__REQUIRED WORK__: Print each record below exactly as it appears.

__EXCERPTED DATA__:
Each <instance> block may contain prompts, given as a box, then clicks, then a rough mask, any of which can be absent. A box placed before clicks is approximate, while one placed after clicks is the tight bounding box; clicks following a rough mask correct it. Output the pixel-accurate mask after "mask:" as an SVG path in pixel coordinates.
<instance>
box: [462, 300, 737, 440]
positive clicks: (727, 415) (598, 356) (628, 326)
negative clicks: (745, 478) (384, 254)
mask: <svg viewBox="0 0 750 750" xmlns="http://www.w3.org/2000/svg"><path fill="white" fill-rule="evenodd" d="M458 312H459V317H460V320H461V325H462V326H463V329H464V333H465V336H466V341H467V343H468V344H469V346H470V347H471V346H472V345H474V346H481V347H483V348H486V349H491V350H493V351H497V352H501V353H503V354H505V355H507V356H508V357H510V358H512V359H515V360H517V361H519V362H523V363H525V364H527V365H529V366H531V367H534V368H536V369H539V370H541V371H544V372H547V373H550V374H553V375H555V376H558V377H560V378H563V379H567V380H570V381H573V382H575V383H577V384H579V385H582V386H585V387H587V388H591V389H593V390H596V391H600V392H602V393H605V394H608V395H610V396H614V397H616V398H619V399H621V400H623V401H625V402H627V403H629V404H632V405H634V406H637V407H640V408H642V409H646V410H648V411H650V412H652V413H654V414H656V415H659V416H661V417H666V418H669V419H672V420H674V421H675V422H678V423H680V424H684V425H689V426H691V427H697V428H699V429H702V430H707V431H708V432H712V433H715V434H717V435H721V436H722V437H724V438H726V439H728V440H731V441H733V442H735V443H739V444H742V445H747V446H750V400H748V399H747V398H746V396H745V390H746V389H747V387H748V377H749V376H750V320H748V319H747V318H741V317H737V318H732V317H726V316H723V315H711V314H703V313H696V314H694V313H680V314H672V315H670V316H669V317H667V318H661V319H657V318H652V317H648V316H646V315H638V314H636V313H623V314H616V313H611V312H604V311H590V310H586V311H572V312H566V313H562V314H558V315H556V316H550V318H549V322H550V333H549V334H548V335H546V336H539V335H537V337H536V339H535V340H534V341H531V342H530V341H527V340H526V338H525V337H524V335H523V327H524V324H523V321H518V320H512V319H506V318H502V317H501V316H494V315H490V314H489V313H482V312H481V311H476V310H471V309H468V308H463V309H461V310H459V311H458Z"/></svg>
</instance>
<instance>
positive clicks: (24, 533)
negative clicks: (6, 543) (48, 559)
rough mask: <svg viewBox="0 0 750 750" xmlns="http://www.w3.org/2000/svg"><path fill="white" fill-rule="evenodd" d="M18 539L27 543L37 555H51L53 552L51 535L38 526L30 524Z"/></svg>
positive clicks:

__EXERCISE OUTPUT__:
Each <instance> block may contain prompts, given as a box, then clicks, then a rough mask, any of which can be absent. A box placed before clicks is approximate, while one placed after clicks is the tight bounding box; clicks following a rough mask correct it. Output the pixel-accurate mask after "mask:" as an SVG path in pixel coordinates.
<instance>
box: [462, 300, 737, 440]
positive clicks: (727, 415) (598, 356) (628, 326)
negative clicks: (745, 478) (384, 254)
mask: <svg viewBox="0 0 750 750" xmlns="http://www.w3.org/2000/svg"><path fill="white" fill-rule="evenodd" d="M458 312H459V317H460V320H461V325H462V326H463V329H464V333H465V336H466V341H467V343H468V344H469V346H470V347H471V346H472V345H474V346H481V347H483V348H486V349H491V350H493V351H497V352H501V353H503V354H505V355H507V356H508V357H510V358H512V359H515V360H517V361H519V362H523V363H525V364H527V365H529V366H531V367H534V368H536V369H539V370H541V371H544V372H547V373H550V374H553V375H555V376H558V377H560V378H563V379H567V380H570V381H573V382H575V383H577V384H579V385H582V386H585V387H587V388H591V389H593V390H596V391H600V392H602V393H605V394H608V395H610V396H614V397H616V398H619V399H621V400H623V401H625V402H627V403H629V404H632V405H634V406H637V407H640V408H642V409H646V410H648V411H650V412H652V413H654V414H656V415H659V416H661V417H666V418H669V419H672V420H674V421H675V422H678V423H680V424H684V425H689V426H691V427H697V428H699V429H702V430H707V431H708V432H712V433H715V434H717V435H721V436H722V437H724V438H726V439H728V440H731V441H733V442H735V443H739V444H742V445H747V446H750V400H748V399H747V398H746V396H745V390H746V389H747V387H748V377H749V376H750V320H748V319H747V318H741V317H737V318H732V317H726V316H723V315H711V314H703V313H696V314H694V313H680V314H672V315H670V316H669V317H667V318H661V319H657V318H652V317H648V316H646V315H638V314H636V313H623V314H616V313H611V312H604V311H590V310H586V311H572V312H566V313H562V314H558V315H556V316H550V318H549V322H550V333H549V334H548V335H546V336H539V335H537V337H536V339H535V340H534V341H531V342H530V341H527V340H526V338H525V337H524V335H523V327H524V324H523V321H518V320H512V319H506V318H502V317H501V316H494V315H490V314H489V313H482V312H481V311H476V310H471V309H468V308H463V309H461V310H459V311H458Z"/></svg>
</instance>
<instance>
positive clicks: (24, 533)
negative clicks: (6, 543) (48, 559)
rough mask: <svg viewBox="0 0 750 750" xmlns="http://www.w3.org/2000/svg"><path fill="white" fill-rule="evenodd" d="M18 539L27 543L37 555H51L53 552L51 535L38 526L30 524Z"/></svg>
positive clicks:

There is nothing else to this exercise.